Aim of the exercise → Reproduce every line of the items below, requests included, but omit the pictures. Shift each x and y coordinate in the answer paths up by 146.
----------------
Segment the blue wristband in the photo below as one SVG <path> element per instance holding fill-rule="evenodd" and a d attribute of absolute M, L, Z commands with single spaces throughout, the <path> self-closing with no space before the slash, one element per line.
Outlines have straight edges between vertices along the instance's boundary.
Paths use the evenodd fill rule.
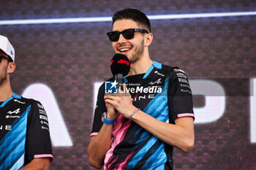
<path fill-rule="evenodd" d="M 140 108 L 137 109 L 129 117 L 129 120 L 132 120 L 132 116 L 137 112 L 137 111 L 140 110 Z"/>
<path fill-rule="evenodd" d="M 115 120 L 110 120 L 109 119 L 105 118 L 103 123 L 111 125 L 116 123 L 116 118 Z"/>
----------------
Exercise solution →
Segment the blue wristband in the photo below as one SVG <path> element per instance holding fill-rule="evenodd" and a d attribute of absolute M, L, Z commands with single spaces throughout, the <path> self-closing with no space before the slash, one element per line.
Outlines have straight edges between vertices along the instance's boundary.
Paths use the evenodd fill rule.
<path fill-rule="evenodd" d="M 286 254 L 283 255 L 275 263 L 275 266 L 278 266 L 278 262 L 283 258 L 283 257 L 286 256 Z"/>
<path fill-rule="evenodd" d="M 261 266 L 256 266 L 255 265 L 251 264 L 249 269 L 257 271 L 262 269 L 262 264 Z"/>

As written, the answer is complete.